== PROVIDED INFORMATION

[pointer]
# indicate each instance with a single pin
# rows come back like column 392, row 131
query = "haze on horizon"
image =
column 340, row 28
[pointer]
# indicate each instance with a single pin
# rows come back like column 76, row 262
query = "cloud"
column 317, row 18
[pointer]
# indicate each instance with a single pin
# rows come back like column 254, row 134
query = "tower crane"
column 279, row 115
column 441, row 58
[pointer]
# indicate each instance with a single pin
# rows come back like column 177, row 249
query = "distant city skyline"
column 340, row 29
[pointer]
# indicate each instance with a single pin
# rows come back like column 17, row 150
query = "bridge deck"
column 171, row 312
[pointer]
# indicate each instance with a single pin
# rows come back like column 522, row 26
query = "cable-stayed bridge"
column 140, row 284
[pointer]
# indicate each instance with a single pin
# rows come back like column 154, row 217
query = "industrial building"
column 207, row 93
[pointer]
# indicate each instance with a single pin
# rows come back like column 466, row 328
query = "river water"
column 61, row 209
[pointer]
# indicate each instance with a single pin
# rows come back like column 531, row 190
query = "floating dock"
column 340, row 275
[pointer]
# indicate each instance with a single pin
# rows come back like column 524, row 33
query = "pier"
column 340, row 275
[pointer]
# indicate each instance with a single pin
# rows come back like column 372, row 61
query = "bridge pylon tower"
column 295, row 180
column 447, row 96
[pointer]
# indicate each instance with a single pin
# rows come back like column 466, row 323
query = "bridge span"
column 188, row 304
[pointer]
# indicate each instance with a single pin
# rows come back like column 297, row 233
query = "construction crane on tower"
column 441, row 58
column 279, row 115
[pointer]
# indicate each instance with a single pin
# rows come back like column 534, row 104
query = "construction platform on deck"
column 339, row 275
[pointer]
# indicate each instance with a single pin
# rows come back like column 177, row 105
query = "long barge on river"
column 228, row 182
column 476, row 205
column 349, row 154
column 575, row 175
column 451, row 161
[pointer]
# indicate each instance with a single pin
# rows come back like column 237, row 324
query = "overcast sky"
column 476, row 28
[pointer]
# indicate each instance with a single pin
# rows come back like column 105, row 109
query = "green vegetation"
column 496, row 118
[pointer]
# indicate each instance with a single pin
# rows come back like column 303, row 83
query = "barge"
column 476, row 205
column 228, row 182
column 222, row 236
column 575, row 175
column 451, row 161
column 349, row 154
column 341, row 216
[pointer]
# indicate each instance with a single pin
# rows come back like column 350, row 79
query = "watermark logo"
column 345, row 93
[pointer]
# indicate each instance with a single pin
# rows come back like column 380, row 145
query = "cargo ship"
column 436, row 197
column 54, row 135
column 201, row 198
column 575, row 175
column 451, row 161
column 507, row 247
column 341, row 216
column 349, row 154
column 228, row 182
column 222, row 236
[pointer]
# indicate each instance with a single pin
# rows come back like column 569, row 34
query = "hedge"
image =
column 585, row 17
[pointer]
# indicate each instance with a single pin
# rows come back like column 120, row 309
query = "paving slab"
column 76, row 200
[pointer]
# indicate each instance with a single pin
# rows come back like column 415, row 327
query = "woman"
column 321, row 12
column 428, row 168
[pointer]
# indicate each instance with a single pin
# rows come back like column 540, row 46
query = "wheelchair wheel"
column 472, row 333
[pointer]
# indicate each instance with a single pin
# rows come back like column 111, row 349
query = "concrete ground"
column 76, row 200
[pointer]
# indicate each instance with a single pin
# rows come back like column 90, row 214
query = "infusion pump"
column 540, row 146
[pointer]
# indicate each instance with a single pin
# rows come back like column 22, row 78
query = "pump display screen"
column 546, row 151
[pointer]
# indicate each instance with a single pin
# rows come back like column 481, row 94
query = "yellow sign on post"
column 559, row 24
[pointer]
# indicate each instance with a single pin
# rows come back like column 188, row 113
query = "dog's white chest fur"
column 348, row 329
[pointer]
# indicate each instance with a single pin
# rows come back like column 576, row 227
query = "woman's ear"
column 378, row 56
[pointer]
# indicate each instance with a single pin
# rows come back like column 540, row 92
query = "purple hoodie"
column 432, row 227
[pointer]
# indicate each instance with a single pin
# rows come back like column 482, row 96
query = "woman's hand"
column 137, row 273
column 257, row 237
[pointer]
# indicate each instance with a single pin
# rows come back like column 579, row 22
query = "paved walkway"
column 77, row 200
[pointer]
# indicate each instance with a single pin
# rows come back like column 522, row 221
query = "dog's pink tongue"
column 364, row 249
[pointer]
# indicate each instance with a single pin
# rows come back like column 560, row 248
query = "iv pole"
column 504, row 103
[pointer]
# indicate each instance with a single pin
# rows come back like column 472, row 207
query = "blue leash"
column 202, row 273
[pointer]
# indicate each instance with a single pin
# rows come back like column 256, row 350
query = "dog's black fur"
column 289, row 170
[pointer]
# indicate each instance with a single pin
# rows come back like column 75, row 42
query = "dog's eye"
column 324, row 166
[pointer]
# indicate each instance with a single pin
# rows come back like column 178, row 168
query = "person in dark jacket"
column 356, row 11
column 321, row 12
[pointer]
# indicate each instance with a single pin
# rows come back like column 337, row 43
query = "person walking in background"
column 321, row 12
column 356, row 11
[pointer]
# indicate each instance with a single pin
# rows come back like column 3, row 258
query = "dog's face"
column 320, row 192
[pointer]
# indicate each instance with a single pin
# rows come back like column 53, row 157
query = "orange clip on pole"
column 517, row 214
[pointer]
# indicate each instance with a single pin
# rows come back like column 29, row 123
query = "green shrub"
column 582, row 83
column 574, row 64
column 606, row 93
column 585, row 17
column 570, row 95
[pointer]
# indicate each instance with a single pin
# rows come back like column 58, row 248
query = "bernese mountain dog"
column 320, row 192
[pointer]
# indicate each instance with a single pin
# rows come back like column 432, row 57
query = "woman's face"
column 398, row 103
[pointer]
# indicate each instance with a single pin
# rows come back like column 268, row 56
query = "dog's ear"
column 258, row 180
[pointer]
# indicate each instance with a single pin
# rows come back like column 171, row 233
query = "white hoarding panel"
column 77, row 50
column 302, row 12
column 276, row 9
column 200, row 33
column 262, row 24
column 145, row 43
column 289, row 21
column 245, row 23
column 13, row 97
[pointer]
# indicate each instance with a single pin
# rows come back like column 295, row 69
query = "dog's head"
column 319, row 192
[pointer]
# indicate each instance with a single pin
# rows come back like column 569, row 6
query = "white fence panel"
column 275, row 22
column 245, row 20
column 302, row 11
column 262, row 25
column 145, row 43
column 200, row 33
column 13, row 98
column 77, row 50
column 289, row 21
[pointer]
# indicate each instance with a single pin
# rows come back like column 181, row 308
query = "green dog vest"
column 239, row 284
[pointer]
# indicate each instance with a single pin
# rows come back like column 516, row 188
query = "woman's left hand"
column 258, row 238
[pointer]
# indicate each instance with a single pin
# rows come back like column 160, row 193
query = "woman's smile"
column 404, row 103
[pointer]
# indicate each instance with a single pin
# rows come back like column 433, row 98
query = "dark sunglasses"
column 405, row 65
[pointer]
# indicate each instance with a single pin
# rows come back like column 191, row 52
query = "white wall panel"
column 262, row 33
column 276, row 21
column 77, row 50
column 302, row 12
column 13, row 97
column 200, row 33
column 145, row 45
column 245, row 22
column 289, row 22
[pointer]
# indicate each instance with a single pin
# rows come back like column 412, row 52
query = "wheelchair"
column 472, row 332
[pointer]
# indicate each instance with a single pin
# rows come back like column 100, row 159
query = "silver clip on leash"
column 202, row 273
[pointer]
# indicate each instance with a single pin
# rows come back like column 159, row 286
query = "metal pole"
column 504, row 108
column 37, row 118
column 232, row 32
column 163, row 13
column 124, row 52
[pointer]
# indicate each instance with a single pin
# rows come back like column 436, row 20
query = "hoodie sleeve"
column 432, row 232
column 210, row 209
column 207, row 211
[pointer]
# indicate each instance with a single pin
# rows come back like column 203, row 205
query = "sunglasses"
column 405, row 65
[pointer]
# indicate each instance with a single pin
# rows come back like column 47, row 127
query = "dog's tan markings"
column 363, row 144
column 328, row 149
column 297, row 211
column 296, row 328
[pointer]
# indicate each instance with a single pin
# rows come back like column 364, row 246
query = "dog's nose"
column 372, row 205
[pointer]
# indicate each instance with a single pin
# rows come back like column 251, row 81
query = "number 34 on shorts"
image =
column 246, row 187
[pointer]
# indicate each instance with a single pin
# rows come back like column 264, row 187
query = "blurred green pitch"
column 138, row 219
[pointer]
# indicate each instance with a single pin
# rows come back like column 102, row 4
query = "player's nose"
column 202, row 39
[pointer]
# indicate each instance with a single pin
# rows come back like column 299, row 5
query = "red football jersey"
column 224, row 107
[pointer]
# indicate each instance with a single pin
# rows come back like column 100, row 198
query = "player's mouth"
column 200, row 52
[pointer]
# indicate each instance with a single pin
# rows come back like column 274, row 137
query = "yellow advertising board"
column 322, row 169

====

- _WHAT TO WORK ON_:
Nothing but the lines above from the one containing "# rows come back like column 350, row 79" through the one containing "# rows come back like column 380, row 145" should appear in the answer, each repeated exactly.

- _FINISHED TASK_:
# rows come back like column 350, row 79
query = "watermark logo"
column 345, row 93
[pointer]
# indicate each instance with a single pin
# rows come back like column 380, row 145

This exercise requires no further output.